## start Provided text
As we have seen in previous works, there are numerous architectures of bio-inspired neural networks for the motor control of robots and automata. In this work, a novel bio-inspired neural network was designed for the control of the right and left actuators of a differential robot. For the latter, a reciprocal lateral inhibition circuit was used, which projects periodic cyclic signals and generates antagonistic nonlinear oscillations. The neuronal activity of these synaptic circuits with reciprocal lateral inhibition is typical of the motor control systems of periodic tasks such as breathing, swimming, or walking in vertebrates, among others.

Other approaches bring us a neat use of CPGs in order to control a sprawling quadruped robot (Suzuki et al., 2021), contributing to decentralized control with cross-couple sensory feedback to shaping body-limb coordination, which differs from previous research based on CPGs that works with inter-oscillator couplings or gait patterns based on geometric mechanics.

Ngamkajornwiwat et al. (2020) propose an online self-adaptive locomotion control technique based on the integration of a modular neural locomotion control (MNCL) and an artificial hormone mechanism (AHM) for a walking hexapod robot. Their contribution allows robot control without needing its kinematics, environmental model, and exteroceptive sensors. The technique performed relies only on a correlation between a predicted foot contact signal and the incoming foot contact signal from proprioceptive sensors. The steering and velocity regulation of the robot is achieved.
## end Provided text
## start Given information
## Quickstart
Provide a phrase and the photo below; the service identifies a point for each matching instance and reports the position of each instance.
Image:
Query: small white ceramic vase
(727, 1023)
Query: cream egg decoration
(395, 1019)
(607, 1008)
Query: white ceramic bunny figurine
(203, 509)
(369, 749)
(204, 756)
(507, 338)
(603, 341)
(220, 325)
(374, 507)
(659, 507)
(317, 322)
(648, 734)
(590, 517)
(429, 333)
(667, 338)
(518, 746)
## end Given information
## start Given information
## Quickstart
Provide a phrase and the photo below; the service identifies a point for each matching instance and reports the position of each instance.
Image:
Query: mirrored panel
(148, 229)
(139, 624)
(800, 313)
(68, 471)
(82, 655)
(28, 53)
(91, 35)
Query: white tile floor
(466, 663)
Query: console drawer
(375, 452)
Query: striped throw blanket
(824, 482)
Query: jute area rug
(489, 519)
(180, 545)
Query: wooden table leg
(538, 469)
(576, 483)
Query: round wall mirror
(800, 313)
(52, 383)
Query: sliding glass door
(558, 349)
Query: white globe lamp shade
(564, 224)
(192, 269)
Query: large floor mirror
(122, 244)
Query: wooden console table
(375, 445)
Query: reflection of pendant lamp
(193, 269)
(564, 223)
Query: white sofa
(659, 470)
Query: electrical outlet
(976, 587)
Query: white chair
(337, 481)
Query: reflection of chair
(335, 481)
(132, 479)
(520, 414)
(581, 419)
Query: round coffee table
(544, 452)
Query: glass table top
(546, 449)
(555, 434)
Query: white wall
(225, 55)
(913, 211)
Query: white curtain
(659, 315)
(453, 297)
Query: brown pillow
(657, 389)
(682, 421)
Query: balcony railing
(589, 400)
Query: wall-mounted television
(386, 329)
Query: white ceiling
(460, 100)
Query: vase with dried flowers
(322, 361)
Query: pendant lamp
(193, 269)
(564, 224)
## end Given information
What you need to do:
(1) Extract each line of the rows that contains the word "vase", treating uppercase and lowercase letters as different.
(2) Give the next part of the passage on bio-inspired neural networks for robot motor control, picking up after its final sentence.
The passage and the rows were taken from separate sources.

Results by task:
(1)
Query: small white ceramic vase
Query: vase with dried flowers

(2)
Most recent research introduces two new concepts in order to develop bio-inspired neural networks for the motor control of an automaton, the Self-Organizing Map (SOM) and the Spiking Neural Networks (SNN). Zahra et al. (2022) integrate both architectures, the SNN in a motor cortex-like differential map transforming motor plans from task-space to joint-space motor commands, and the SOM in a static map correlating joint-spaces of the robot and a teaching agent, which allows a robotic arm to learn from human actions, thus, the robotic arm learns by imitation.

Spiking Neural Network Models are based on the action potential firing temporal sequences. Usually, the leaky integrate-and-fire (LIF) neuron model is used in these networks. This model involves biophysics properties of the neuron such as membrane capacitance, conductance, and resting potential.

Current research shows wide implementations of SNN in mobile automata's navigation tasks. In Cao et al. (2015) a three-layer SNN-based controller is designed and implemented for target tracking of a mobile robot. Environmental information and target information are provided by CCD cameras, encoders, and ultrasonic sensors. The authors implemented a learning strategy based on Hebb's rule to modify the synaptic weights in the connections of the neural network (NN) in charge of the tracking task. Besides, the synaptic weights from a NN specialized in obstacle avoidance are defined by the designer and do not change in time. This strategy seeks to have more relevance in the obstacle avoidance task than that in the tracking task.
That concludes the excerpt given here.